> Given text

The first football club with the Royton name was a rugby union club which dissolved in 1885. The earliest reference to the association club is from the 1886–87 season.

Its first success of any note was reaching the Manchester & District Cup final in 1889–90, against Newton Heath at Hullard Hall. The Royton following, which made up a majority of the 4,000 crowd, were optimistic of success, and after going behind early, Royton took a 2–1 lead through a goal by Slate and a scrimmage which forced the ball home. By half-time however the scores were level, and the Heathens scored two early second-half goals, running out 5–2 winners.

The club was a founder member of the Lancashire Combination in 1891–92, and finished third in the first season. It also entered the 1891–92 FA Cup qualifying rounds for its only tilt at the national competition, and beat fellow Combination side Halliwell 6–3 at home at the first stage, aided by Halliwell's full-back Flitcroft having to retire from the match early on due to an injury. However, Halliwell played the tie under protest, as it had measured the ground as being 15 yards too short and 8 yards too narrow, and, together with Royton admitting that a linesman was a member of the Royton club, the Football Association awarded the tie to the visitors.

In the 1892–93 Combination Royton dropped to 7th out of 11 clubs. However, ten games into the 1893–94 season, the club was bottom, with 1 win and 9 defeats, and having scored 10 goals while conceding 62. This does not include the club's final match, on 2 December 1893, at home to Preston North End Reserves, which kicked off in semi-darkness at 4.10pm due to the visitors' late arrival, and was abandoned after 25 minutes, the North Enders already two goals to the good. By the middle of January 1894, the club was noted as having "become defunct".

==Colours==

The club played in black and white vertical stripes.

==Ground==

The club's ground was off the Middleton Road.

> Supplied records

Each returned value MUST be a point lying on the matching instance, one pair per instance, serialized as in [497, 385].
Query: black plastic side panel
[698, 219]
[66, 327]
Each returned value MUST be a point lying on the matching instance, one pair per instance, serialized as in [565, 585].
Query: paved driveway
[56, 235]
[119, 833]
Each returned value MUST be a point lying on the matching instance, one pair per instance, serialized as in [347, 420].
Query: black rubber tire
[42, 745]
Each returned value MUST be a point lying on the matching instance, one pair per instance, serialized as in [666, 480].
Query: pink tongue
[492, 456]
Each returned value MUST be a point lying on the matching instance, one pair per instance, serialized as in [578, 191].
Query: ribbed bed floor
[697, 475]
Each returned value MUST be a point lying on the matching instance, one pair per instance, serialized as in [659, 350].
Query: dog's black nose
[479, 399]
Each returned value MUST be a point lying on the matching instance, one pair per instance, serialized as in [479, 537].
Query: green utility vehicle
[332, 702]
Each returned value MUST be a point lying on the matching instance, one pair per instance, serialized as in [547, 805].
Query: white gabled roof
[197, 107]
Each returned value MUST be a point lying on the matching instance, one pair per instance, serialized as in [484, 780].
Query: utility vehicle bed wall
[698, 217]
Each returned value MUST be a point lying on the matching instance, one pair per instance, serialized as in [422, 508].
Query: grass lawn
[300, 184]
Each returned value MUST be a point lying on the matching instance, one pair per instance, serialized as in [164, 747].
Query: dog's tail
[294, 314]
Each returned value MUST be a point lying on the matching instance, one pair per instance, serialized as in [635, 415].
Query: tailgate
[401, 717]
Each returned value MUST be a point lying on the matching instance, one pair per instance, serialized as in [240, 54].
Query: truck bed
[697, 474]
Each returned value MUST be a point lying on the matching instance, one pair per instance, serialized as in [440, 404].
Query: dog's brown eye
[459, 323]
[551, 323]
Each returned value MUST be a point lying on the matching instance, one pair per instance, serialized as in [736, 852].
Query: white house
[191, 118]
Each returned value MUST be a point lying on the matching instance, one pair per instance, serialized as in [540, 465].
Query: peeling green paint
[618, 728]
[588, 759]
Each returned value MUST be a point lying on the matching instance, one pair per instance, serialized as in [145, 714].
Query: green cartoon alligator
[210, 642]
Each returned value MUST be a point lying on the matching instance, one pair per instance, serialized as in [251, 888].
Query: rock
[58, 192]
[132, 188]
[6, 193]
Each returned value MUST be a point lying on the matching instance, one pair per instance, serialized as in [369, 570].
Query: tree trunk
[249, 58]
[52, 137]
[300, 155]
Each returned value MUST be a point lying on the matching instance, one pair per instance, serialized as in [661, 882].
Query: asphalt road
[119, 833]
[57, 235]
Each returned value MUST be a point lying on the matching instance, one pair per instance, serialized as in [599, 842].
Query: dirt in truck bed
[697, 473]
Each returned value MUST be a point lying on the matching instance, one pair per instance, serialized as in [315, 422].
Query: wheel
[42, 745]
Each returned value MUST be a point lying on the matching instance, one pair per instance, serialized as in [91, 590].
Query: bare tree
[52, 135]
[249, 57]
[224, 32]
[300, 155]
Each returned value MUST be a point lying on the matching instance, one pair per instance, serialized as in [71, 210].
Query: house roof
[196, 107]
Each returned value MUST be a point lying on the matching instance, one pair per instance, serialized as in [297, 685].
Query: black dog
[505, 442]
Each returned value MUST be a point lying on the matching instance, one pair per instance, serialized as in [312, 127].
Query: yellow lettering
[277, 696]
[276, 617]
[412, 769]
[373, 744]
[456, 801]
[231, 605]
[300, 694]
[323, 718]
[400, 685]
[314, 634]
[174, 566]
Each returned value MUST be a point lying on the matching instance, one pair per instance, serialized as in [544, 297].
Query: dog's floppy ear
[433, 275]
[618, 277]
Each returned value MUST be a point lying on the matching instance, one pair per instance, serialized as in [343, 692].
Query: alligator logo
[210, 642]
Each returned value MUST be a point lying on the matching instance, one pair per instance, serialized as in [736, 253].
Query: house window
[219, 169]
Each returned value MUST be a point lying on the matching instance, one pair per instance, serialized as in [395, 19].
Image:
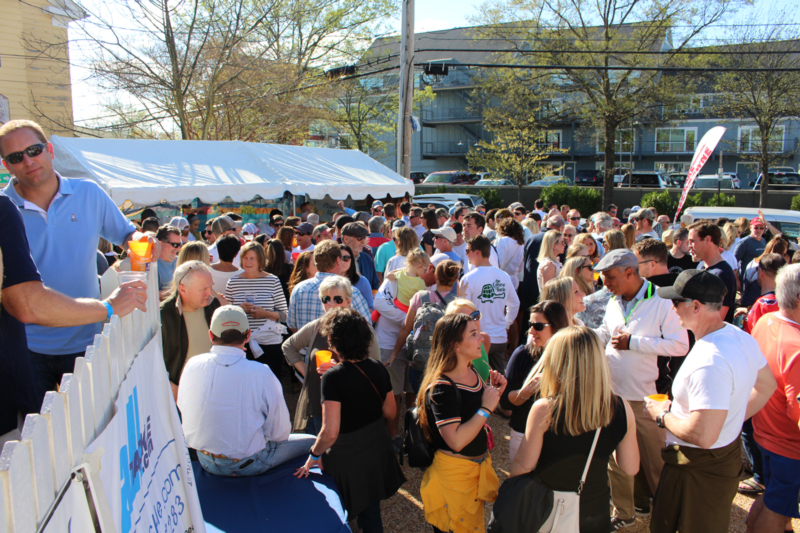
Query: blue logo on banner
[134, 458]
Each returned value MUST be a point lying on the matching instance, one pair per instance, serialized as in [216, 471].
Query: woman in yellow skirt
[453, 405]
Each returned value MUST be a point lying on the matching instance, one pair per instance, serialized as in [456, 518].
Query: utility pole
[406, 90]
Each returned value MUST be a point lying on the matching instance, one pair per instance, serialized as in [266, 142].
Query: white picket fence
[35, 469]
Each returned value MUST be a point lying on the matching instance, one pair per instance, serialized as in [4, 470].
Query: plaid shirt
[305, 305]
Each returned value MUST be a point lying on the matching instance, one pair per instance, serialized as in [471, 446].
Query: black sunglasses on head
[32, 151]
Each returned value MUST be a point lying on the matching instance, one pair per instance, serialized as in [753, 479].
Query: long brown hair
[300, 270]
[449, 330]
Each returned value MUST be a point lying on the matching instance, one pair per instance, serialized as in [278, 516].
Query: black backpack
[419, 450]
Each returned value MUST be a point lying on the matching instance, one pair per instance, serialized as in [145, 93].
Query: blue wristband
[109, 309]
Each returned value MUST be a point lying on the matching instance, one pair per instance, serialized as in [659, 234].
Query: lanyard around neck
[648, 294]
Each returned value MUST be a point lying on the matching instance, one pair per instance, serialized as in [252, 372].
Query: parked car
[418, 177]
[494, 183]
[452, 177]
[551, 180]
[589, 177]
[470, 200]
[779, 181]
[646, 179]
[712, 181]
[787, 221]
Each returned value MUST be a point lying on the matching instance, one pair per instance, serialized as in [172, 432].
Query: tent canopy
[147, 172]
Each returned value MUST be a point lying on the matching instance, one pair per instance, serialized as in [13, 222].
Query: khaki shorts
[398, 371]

---

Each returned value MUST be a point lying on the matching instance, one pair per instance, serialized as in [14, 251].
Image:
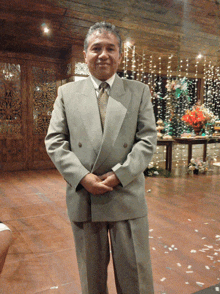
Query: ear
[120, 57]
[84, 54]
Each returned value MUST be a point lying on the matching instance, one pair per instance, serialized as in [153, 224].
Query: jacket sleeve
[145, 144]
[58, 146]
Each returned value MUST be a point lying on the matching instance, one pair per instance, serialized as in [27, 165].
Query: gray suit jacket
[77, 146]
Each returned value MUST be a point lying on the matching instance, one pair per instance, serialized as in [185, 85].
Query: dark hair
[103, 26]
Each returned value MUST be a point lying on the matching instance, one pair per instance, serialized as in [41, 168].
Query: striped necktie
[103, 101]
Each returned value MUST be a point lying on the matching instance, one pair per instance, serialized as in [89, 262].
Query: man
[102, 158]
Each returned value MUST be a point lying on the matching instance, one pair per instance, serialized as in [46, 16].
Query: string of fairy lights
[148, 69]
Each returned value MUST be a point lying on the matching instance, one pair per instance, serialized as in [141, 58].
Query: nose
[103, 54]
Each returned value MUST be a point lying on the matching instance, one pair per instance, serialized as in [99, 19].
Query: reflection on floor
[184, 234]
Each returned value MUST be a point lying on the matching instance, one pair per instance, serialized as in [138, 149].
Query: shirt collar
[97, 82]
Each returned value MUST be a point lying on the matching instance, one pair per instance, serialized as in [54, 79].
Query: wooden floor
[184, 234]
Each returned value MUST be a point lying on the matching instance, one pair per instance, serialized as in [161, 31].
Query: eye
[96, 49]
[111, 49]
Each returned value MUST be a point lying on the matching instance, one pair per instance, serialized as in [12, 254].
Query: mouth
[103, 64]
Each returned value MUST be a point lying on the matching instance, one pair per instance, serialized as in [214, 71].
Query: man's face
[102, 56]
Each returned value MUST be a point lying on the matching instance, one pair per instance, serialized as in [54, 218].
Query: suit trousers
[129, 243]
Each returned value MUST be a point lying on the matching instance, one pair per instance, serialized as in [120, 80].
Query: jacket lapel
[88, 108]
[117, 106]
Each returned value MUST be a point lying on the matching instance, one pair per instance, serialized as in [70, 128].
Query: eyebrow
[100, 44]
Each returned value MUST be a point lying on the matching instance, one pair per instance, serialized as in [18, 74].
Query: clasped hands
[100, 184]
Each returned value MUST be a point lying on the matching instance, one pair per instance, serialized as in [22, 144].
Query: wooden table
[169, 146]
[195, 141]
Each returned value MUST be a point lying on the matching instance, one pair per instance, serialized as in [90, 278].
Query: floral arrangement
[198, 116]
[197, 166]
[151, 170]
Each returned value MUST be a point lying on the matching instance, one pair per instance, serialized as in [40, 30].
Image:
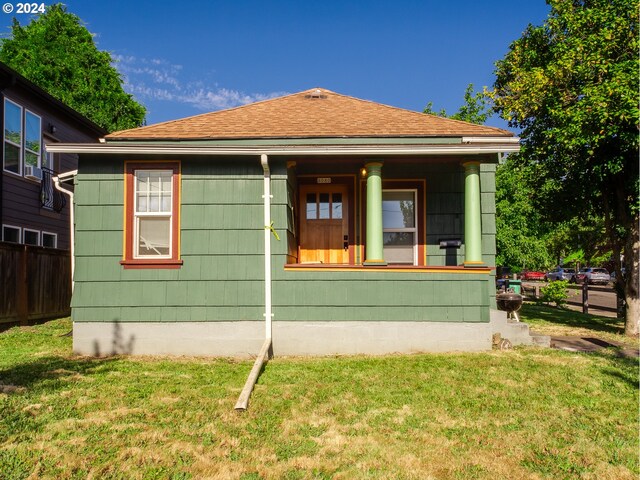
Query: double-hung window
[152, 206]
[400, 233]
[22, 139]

> To do
**1)** Answer these questions from the text on the Royton football club, each on its own line:
(a) Which team did Royton play in the 1889–90 Manchester & District Cup final?
(b) Which club did Royton beat 6–3 in the 1891–92 FA Cup qualifying rounds?
(c) What colors did the club play in?
**2)** Write out the stretch of the text on the Royton football club from "Its first success" through "out 5–2 winners.", switching "crowd" to "attendance".

> Task responses
**1)**
(a) Newton Heath
(b) Halliwell
(c) Black and white vertical stripes

**2)**
Its first success of any note was reaching the Manchester & District Cup final in 1889–90, against Newton Heath at Hullard Hall. The Royton following, which made up a majority of the 4,000 attendance, were optimistic of success, and after going behind early, Royton took a 2–1 lead through a goal by Slate and a scrimmage which forced the ball home. By half-time however the scores were level, and the Heathens scored two early second-half goals, running out 5–2 winners.